DATASET RECORDS:
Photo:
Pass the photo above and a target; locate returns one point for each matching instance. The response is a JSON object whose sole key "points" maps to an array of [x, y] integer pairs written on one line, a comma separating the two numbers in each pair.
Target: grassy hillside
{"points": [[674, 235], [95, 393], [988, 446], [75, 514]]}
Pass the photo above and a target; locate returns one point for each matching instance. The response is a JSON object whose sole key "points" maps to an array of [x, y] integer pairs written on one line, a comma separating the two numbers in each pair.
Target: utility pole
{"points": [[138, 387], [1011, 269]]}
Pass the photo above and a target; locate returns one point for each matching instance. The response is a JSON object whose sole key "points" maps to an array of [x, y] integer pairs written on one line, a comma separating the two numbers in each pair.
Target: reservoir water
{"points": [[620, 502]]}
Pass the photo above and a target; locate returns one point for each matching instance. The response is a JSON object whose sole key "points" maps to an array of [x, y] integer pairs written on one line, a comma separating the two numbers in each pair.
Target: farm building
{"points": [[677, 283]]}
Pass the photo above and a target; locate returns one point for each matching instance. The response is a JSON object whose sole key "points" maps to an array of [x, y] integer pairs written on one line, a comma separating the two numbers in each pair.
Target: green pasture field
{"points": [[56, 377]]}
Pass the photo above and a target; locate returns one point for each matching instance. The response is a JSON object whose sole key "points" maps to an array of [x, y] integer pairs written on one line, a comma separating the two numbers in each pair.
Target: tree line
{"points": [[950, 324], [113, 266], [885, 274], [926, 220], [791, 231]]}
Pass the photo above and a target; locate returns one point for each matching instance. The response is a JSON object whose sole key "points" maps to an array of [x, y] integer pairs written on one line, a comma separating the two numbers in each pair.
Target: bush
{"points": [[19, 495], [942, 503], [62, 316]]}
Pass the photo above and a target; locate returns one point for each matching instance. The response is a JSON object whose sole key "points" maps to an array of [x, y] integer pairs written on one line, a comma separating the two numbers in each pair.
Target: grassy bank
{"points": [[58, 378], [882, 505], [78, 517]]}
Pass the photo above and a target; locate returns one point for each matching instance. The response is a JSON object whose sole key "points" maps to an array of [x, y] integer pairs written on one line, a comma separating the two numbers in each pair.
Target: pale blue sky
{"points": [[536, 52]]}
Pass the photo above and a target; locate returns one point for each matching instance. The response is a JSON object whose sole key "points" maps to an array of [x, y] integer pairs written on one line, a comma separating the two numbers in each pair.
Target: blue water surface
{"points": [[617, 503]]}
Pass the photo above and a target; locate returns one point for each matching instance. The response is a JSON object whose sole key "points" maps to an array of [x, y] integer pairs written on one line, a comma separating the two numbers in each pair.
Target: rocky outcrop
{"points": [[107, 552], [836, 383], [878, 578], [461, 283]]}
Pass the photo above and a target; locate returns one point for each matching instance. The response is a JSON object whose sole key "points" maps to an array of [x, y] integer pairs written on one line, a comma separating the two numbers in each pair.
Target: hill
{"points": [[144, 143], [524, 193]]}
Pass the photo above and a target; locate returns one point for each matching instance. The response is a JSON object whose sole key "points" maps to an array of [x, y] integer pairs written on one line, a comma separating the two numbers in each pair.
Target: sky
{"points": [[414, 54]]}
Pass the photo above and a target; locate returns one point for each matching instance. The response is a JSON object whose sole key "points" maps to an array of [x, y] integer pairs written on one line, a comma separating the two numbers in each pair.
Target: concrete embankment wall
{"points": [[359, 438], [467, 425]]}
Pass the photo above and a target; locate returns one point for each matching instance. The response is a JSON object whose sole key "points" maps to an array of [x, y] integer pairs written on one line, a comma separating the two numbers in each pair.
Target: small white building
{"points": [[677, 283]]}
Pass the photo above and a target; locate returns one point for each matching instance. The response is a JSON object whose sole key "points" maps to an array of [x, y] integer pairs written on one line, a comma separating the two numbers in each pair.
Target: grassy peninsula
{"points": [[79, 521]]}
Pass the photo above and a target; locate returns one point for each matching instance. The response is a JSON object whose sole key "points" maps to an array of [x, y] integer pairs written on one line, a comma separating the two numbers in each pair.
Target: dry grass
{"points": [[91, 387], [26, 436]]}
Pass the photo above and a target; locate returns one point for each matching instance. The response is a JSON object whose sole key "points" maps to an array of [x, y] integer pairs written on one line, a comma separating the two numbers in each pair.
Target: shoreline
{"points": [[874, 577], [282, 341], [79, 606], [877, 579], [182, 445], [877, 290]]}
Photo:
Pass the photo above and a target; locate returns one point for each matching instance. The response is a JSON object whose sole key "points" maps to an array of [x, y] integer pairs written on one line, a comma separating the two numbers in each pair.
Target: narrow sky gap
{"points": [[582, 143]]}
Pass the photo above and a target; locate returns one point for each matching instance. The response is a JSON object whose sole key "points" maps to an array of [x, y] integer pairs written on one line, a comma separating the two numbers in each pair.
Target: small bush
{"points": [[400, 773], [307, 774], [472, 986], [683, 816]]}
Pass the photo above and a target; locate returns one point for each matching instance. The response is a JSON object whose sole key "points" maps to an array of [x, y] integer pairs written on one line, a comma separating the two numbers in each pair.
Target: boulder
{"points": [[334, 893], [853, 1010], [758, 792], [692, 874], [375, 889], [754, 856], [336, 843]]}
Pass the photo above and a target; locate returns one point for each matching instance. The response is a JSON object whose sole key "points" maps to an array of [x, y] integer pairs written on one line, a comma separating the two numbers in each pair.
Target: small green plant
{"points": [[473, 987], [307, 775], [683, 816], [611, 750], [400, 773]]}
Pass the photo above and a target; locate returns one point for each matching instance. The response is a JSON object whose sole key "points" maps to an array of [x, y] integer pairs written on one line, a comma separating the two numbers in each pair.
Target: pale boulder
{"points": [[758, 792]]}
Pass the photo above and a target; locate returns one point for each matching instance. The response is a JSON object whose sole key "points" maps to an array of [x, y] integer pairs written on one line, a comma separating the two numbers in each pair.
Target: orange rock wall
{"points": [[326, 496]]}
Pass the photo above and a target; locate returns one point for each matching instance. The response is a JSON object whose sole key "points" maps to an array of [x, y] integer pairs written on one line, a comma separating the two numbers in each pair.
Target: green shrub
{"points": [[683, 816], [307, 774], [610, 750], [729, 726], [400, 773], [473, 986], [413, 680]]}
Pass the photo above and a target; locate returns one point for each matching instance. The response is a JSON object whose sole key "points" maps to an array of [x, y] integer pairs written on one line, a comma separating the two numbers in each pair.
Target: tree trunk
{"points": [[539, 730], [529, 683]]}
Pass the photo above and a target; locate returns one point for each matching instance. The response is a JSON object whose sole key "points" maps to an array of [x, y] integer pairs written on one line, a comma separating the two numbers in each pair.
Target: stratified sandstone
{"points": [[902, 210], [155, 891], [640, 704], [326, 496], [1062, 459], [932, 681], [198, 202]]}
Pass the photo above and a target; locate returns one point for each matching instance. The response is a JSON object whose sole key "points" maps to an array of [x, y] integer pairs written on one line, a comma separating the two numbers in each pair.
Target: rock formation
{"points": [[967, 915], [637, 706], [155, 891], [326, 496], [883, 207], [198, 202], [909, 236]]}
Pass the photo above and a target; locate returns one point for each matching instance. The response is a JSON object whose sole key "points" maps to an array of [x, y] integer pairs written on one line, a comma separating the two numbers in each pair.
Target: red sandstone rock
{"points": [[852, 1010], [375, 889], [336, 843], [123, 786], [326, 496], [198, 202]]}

--

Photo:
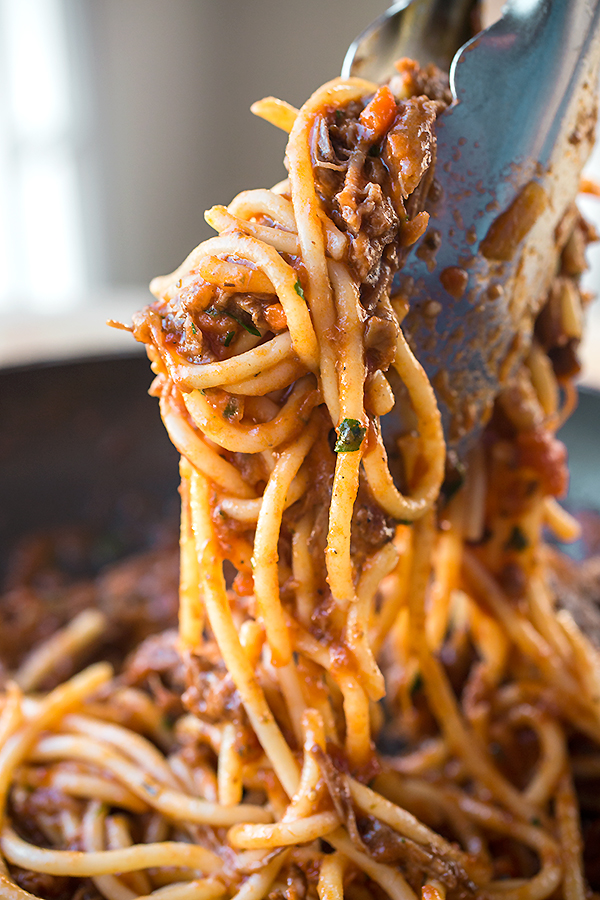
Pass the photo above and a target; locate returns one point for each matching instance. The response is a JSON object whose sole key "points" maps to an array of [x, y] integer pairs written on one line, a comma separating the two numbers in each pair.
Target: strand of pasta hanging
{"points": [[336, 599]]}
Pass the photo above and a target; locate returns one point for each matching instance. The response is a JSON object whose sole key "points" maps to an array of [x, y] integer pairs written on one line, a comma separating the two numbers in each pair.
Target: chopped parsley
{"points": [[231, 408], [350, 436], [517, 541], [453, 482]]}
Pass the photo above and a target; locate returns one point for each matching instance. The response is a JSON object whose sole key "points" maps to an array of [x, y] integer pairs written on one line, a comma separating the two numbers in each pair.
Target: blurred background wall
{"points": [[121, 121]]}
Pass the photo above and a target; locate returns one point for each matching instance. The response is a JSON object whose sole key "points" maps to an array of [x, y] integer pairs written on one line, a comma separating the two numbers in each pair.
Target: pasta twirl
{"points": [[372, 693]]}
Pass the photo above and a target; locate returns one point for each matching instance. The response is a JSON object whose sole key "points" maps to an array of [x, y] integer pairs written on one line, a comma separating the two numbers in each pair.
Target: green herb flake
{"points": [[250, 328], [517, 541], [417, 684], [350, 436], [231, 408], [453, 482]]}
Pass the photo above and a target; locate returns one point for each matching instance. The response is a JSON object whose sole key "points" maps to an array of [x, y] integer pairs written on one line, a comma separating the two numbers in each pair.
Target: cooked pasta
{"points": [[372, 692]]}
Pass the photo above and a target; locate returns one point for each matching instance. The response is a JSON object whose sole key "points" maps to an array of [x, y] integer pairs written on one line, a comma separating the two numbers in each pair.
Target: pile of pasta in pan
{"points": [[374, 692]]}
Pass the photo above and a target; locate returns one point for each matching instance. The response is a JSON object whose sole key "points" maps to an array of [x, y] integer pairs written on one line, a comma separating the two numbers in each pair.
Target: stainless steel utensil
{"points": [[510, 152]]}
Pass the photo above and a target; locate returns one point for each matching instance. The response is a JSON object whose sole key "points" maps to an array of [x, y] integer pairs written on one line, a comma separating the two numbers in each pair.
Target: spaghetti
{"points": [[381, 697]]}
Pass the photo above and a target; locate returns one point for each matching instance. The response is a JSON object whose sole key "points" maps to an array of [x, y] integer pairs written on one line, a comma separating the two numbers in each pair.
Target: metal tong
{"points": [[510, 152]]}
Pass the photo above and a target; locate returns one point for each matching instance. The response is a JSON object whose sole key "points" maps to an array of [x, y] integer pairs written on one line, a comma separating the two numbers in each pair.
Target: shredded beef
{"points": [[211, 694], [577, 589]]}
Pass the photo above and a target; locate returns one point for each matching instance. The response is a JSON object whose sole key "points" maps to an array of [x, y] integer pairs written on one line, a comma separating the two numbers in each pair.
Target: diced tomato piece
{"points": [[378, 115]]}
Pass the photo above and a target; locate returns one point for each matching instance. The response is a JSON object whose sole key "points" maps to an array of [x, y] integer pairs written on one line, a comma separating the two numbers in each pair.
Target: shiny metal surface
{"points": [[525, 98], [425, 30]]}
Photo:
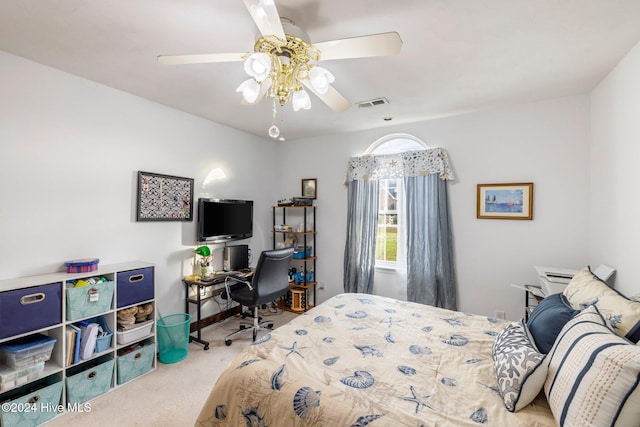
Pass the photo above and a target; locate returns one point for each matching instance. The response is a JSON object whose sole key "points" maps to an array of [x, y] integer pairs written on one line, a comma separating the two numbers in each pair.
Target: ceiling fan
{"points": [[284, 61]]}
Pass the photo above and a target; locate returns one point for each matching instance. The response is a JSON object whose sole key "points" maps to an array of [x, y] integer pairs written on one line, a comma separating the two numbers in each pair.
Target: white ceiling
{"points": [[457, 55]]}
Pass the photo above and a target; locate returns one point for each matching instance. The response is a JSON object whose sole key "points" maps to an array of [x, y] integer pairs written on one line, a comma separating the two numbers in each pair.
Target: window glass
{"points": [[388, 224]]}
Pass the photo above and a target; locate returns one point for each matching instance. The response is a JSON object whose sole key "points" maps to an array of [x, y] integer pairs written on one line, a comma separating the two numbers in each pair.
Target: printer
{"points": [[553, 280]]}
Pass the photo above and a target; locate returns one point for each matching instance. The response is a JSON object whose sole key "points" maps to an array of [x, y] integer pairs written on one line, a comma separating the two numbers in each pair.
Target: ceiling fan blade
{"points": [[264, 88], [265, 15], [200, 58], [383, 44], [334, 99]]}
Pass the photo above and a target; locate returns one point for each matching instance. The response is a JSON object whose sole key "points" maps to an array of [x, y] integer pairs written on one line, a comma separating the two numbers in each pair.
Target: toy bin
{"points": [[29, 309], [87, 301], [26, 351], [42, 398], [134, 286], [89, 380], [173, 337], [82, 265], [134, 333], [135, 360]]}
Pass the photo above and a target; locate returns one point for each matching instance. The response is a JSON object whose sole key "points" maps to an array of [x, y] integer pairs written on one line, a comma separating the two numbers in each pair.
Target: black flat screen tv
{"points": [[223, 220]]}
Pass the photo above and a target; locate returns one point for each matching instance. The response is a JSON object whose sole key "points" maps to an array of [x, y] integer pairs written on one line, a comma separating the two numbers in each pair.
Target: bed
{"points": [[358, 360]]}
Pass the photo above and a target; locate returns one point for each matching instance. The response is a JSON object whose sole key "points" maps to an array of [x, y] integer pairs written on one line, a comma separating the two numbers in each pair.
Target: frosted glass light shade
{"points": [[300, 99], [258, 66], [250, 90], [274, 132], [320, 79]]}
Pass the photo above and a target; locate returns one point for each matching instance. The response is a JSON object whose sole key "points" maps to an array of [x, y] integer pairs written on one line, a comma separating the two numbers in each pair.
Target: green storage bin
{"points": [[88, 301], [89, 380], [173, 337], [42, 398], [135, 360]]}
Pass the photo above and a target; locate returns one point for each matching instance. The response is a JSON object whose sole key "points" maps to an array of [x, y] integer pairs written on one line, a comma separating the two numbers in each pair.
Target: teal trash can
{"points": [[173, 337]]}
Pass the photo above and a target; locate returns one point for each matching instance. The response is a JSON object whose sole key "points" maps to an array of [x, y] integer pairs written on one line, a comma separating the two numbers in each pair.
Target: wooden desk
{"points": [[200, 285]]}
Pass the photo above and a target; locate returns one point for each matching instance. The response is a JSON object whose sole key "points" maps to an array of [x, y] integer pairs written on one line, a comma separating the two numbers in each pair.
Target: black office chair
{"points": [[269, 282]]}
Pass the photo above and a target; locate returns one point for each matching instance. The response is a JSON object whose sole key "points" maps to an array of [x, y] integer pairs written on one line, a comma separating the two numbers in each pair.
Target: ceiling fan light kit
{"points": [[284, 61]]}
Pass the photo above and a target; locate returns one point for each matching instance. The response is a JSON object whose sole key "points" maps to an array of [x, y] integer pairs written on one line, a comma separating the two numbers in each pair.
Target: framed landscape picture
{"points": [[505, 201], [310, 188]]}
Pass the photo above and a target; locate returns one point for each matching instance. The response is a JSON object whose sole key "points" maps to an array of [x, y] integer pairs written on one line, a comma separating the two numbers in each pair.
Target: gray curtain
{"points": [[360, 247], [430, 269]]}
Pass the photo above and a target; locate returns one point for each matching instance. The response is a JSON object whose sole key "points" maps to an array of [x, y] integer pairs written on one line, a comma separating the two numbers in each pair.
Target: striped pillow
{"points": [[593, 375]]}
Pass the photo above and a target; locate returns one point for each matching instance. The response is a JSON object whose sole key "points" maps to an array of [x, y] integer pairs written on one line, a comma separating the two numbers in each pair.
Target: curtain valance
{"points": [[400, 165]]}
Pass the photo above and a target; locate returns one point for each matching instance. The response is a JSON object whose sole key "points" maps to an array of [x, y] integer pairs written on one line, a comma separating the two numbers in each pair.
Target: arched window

WRITTEN INSTRUCTION: Find every row above that contains the word "window", treating uppercase and lowercase as distinct, and copy each of those rows in full.

WRITTEN RESPONSE:
Target: window glass
Target: arched window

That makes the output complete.